(Beginning of MATERIAL PROVIDED)

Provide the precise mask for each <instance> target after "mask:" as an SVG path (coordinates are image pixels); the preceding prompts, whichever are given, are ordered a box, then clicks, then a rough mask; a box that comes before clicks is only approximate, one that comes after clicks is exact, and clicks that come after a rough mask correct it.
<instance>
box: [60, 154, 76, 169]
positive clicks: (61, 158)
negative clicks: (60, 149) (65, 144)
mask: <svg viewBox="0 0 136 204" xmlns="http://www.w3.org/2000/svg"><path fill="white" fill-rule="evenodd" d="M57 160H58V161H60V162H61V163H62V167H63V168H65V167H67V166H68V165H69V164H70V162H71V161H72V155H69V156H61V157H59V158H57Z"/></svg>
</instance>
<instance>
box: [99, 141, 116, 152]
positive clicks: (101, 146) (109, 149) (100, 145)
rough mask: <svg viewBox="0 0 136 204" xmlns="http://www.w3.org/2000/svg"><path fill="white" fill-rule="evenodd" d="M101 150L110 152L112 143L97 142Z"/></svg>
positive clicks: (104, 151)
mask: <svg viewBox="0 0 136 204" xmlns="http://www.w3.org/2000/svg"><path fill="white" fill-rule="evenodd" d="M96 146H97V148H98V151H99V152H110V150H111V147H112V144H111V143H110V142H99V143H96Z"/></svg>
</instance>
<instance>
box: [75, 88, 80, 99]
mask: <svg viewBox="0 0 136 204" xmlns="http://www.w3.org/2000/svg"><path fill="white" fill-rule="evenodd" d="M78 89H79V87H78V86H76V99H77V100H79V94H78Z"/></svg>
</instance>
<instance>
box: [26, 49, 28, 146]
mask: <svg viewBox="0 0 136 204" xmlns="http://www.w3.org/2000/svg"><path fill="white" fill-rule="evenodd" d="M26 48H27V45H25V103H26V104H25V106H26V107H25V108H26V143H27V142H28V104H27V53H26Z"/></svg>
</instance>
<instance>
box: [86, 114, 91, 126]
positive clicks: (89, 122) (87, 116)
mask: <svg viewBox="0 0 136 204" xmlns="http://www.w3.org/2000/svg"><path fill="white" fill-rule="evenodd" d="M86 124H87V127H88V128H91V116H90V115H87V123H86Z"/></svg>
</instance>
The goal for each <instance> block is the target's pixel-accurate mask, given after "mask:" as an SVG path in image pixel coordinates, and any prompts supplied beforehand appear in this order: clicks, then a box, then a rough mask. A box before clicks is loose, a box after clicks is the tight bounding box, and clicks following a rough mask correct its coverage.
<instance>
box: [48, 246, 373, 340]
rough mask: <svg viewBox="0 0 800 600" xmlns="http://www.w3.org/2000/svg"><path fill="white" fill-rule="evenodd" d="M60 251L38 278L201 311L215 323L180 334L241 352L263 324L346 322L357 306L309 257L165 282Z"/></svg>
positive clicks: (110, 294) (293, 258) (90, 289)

(End of MATERIAL PROVIDED)

• _HOW TO COMPLETE THIS TASK_
Swap each "rough mask" in all the items above for "coarse mask" and write the lines out again, leaving everything else unchanged.

• _WRITTEN RESPONSE_
Provide the precise mask for each <instance> target after "mask:" as an SVG path (coordinates are image pixels); the preceding prompts, whichever are given, are ordered a box, then clicks, then a coarse mask; a box that comes before clicks is only approximate, one that comes after clicks is exact, and clicks that come after a coarse mask correct it.
<instance>
box: [60, 154, 76, 169]
positive clicks: (61, 158)
negative clicks: (60, 149) (65, 144)
mask: <svg viewBox="0 0 136 204" xmlns="http://www.w3.org/2000/svg"><path fill="white" fill-rule="evenodd" d="M57 160H58V161H60V162H61V163H62V167H63V168H65V167H67V166H68V165H69V164H70V162H71V161H72V155H69V156H61V157H59V158H57Z"/></svg>
</instance>
<instance>
box: [99, 141, 116, 152]
positive clicks: (101, 146) (109, 149) (100, 145)
coarse mask: <svg viewBox="0 0 136 204" xmlns="http://www.w3.org/2000/svg"><path fill="white" fill-rule="evenodd" d="M101 150L110 152L112 143L97 142Z"/></svg>
positive clicks: (104, 151)
mask: <svg viewBox="0 0 136 204" xmlns="http://www.w3.org/2000/svg"><path fill="white" fill-rule="evenodd" d="M96 146H97V148H98V151H99V152H110V150H111V147H112V144H111V143H110V142H99V143H96Z"/></svg>
</instance>
<instance>
box: [75, 88, 80, 99]
mask: <svg viewBox="0 0 136 204" xmlns="http://www.w3.org/2000/svg"><path fill="white" fill-rule="evenodd" d="M78 89H79V87H78V86H76V99H77V100H79V94H78Z"/></svg>
</instance>
<instance>
box: [26, 49, 28, 146]
mask: <svg viewBox="0 0 136 204" xmlns="http://www.w3.org/2000/svg"><path fill="white" fill-rule="evenodd" d="M26 48H27V45H25V103H26V104H25V106H26V107H25V108H26V143H27V142H28V104H27V53H26Z"/></svg>
</instance>
<instance>
box: [86, 114, 91, 126]
positive clicks: (89, 122) (87, 116)
mask: <svg viewBox="0 0 136 204" xmlns="http://www.w3.org/2000/svg"><path fill="white" fill-rule="evenodd" d="M86 124H87V127H88V128H91V116H90V115H87V123H86Z"/></svg>
</instance>
The goal for each <instance> block is the target's pixel-accurate mask, given after "mask:" as an SVG path in image pixel coordinates, and any prompts supplied beforehand appear in this order: clicks, then a box, then a coarse mask. A box before clicks is loose, a box after clicks is the tight bounding box, and clicks following a coarse mask correct its coverage.
<instance>
box: [48, 246, 373, 340]
coarse mask: <svg viewBox="0 0 800 600" xmlns="http://www.w3.org/2000/svg"><path fill="white" fill-rule="evenodd" d="M60 251L38 278L201 311L215 323L180 334L241 352L263 324L346 322L357 306L309 257L165 282Z"/></svg>
positive clicks: (110, 294) (293, 258) (90, 289)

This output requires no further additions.